Short task:
Rewrite the material below from the line containing "of the utility" through the end of the material, inclusive, leaving the requests unchanged. Scale every x and y coordinate in the answer points by 1.8 and round each to a whole number, rounding halves up.

** Begin Data section **

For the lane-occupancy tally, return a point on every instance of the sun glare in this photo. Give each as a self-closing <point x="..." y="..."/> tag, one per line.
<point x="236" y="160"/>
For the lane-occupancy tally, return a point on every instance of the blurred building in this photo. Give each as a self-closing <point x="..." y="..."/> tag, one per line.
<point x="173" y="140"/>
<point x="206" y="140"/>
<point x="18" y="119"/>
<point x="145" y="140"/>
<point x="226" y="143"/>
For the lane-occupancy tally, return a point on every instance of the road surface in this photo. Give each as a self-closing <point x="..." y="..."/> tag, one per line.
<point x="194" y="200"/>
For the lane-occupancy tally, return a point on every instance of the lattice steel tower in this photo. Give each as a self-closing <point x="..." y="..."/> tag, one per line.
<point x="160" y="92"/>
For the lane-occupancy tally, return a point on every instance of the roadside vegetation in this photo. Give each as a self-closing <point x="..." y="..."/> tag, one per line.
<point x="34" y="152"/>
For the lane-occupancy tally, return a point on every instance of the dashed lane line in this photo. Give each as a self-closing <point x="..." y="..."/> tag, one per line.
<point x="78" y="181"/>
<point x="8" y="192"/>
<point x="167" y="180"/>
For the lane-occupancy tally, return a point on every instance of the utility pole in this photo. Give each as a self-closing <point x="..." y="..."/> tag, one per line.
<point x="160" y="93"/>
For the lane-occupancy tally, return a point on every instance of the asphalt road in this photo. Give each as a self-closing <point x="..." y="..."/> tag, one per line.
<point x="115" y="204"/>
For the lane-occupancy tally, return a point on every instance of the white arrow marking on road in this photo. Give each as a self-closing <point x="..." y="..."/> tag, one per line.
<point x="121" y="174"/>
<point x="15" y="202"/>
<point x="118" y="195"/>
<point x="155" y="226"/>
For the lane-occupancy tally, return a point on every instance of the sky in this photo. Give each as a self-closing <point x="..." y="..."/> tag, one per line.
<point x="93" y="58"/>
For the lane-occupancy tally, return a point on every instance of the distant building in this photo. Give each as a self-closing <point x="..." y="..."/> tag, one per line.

** End Data section **

Result of this exercise:
For the lane-occupancy tally, return a point on every instance of the utility pole in this photo. Give each as a self-closing <point x="..." y="..."/> tag, one per line.
<point x="288" y="167"/>
For the lane-occupancy tally, return a point on every instance of the asphalt road in this photo. Give each as a self-closing <point x="..." y="..."/> tag, one per line.
<point x="207" y="367"/>
For the lane-occupancy tally, return a point on every instance of the white arrow marking on road in this photo. Give each as a self-closing <point x="..." y="..."/> tag, one per line.
<point x="218" y="313"/>
<point x="27" y="364"/>
<point x="212" y="351"/>
<point x="279" y="407"/>
For the lane-occupancy tally, return a point on every instance of the sky in this photo. Give each as a self-closing <point x="..." y="..."/> tag, one per line.
<point x="167" y="104"/>
For the lane-occupancy tally, return a point on every instance of the distant building in this photo. Give each as a self-closing <point x="..." y="..."/> tag, one per line.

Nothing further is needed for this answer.